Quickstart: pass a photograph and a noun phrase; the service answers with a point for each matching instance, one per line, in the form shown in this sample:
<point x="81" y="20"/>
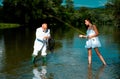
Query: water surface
<point x="68" y="61"/>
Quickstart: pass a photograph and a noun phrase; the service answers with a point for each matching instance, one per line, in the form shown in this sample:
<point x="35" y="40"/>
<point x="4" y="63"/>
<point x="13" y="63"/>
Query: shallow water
<point x="68" y="61"/>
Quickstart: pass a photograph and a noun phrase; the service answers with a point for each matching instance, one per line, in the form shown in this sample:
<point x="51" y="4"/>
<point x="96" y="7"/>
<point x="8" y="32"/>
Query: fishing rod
<point x="67" y="24"/>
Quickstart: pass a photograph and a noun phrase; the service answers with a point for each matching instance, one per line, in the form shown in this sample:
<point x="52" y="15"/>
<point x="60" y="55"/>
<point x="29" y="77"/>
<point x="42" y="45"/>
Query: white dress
<point x="93" y="42"/>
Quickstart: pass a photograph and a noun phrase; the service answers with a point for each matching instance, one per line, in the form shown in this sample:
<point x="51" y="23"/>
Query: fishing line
<point x="67" y="24"/>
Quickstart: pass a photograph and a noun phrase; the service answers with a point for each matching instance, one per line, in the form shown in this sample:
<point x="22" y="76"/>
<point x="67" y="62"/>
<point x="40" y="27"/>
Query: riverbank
<point x="8" y="25"/>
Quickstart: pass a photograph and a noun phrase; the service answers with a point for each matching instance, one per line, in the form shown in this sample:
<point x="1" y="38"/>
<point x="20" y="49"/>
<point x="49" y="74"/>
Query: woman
<point x="93" y="41"/>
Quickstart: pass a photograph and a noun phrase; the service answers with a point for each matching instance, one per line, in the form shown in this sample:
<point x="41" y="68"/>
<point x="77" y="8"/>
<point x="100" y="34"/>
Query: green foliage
<point x="8" y="25"/>
<point x="35" y="12"/>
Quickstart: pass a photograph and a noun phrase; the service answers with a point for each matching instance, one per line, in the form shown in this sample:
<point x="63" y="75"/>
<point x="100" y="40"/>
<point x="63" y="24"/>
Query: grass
<point x="8" y="25"/>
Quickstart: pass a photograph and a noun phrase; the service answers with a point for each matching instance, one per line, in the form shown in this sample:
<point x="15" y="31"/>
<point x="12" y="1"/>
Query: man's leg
<point x="43" y="53"/>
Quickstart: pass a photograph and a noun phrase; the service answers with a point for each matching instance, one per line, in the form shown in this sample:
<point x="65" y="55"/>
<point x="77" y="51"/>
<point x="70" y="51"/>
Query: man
<point x="42" y="36"/>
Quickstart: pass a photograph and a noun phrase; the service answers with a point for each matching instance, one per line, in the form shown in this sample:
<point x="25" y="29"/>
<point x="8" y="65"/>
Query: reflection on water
<point x="40" y="74"/>
<point x="2" y="52"/>
<point x="97" y="74"/>
<point x="40" y="71"/>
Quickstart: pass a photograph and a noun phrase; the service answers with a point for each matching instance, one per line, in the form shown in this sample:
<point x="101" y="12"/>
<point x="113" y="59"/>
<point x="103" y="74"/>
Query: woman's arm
<point x="96" y="32"/>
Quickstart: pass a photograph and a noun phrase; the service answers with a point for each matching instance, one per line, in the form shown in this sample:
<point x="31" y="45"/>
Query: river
<point x="67" y="61"/>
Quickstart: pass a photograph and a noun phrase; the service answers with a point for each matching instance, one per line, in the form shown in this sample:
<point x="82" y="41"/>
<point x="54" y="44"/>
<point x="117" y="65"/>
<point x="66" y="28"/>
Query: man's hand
<point x="46" y="37"/>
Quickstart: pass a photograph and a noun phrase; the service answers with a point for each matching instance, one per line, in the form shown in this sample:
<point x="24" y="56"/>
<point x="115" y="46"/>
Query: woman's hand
<point x="81" y="36"/>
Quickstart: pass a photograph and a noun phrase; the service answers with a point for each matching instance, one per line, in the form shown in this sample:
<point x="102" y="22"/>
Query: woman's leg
<point x="99" y="55"/>
<point x="89" y="55"/>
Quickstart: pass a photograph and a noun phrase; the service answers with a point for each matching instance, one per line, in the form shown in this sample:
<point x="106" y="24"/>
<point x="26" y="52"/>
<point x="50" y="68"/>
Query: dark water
<point x="68" y="61"/>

━━━━━━

Work instruction
Copy out all the records exactly as they read, and omit the pictures.

Answer section
Quickstart: pass a photograph and a noun phrase; the service answers with a point for each matching instance, one per line, in the form shown in this sample:
<point x="81" y="20"/>
Query: water surface
<point x="68" y="61"/>
Quickstart: pass a photograph and a noun phrase; the service answers with a point for each matching instance, one per line, in the form shown in this sample:
<point x="35" y="40"/>
<point x="4" y="63"/>
<point x="13" y="63"/>
Query: shallow water
<point x="68" y="61"/>
Quickstart: pass a photograph and a noun phrase; the service answers with a point for each matching instance, one per line, in the form shown in this sample:
<point x="51" y="4"/>
<point x="96" y="7"/>
<point x="8" y="32"/>
Query: fishing rod
<point x="67" y="24"/>
Quickstart: pass a photograph and a noun phrase; the service answers with a point for each matching instance, one per line, in the form shown in this sample:
<point x="52" y="15"/>
<point x="60" y="55"/>
<point x="29" y="77"/>
<point x="42" y="45"/>
Query: white dress
<point x="93" y="42"/>
Quickstart: pass a photograph and a noun phrase; the service answers with a point for each matching instance, one per line, in the form shown in this sample:
<point x="51" y="23"/>
Query: fishing line
<point x="67" y="24"/>
Quickstart: pass a photograph and a noun phrase; the service answers with a point for each matching instance, one per line, in the form shown in this sample:
<point x="22" y="76"/>
<point x="67" y="62"/>
<point x="40" y="27"/>
Query: riverbank
<point x="8" y="25"/>
Quickstart: pass a photograph and a noun phrase; the service answers with a point for each matching instance, one per line, in the form shown in this sample:
<point x="1" y="38"/>
<point x="20" y="49"/>
<point x="49" y="74"/>
Query: woman
<point x="93" y="41"/>
Quickstart: pass a photograph and a noun phrase; the service answers with a point for each matching instance, one per line, in the form shown in this sample:
<point x="41" y="68"/>
<point x="77" y="8"/>
<point x="100" y="34"/>
Query: green foliage
<point x="8" y="25"/>
<point x="35" y="12"/>
Quickstart: pass a photograph and a noun phrase; the service answers with a point for each matching instance, one per line, in the form shown in this sample:
<point x="63" y="75"/>
<point x="100" y="40"/>
<point x="63" y="24"/>
Query: grass
<point x="8" y="25"/>
Quickstart: pass a photograph and a noun phrase; the service answers with a point for each matching instance, one per line, in the form shown in this sample:
<point x="15" y="31"/>
<point x="12" y="1"/>
Query: man's leg
<point x="43" y="53"/>
Quickstart: pass a photograph and a noun phrase; the service answers with a point for each matching instance, one per line, in the form shown in this sample:
<point x="65" y="55"/>
<point x="77" y="51"/>
<point x="70" y="51"/>
Query: man
<point x="42" y="36"/>
Quickstart: pass a photograph and a noun phrase; the service answers with a point for each matching instance, one per line, in the form shown in this sample:
<point x="25" y="29"/>
<point x="8" y="65"/>
Query: reflection on water
<point x="40" y="74"/>
<point x="2" y="52"/>
<point x="97" y="74"/>
<point x="40" y="71"/>
Quickstart: pass a photograph and a noun phrase; the service answers with a point for each matching instance, one per line, in the form shown in this sample:
<point x="101" y="12"/>
<point x="113" y="59"/>
<point x="103" y="74"/>
Query: woman's arm
<point x="96" y="32"/>
Quickstart: pass a photograph and a noun phrase; the service answers with a point for each matching instance, one per line, in the form shown in this sample:
<point x="31" y="45"/>
Query: river
<point x="67" y="61"/>
Quickstart: pass a photograph and a noun phrase; the service answers with a point for each matching instance, one per line, in the form shown in this sample:
<point x="82" y="41"/>
<point x="54" y="44"/>
<point x="117" y="65"/>
<point x="66" y="28"/>
Query: man's hand
<point x="46" y="37"/>
Quickstart: pass a photograph and a noun phrase; the service answers with a point for each matching instance, one per line, in the form shown in this sample:
<point x="24" y="56"/>
<point x="115" y="46"/>
Query: woman's hand
<point x="81" y="36"/>
Quickstart: pass a photograph and a noun phrase; the service answers with a point for each matching instance, one per line, in the form shown in this sample:
<point x="102" y="22"/>
Query: woman's leg
<point x="99" y="55"/>
<point x="89" y="55"/>
Quickstart: pass a photograph and a noun phrase; the service answers with a point for each matching instance, one per line, in the form shown in this sample:
<point x="106" y="24"/>
<point x="26" y="52"/>
<point x="50" y="68"/>
Query: dark water
<point x="68" y="61"/>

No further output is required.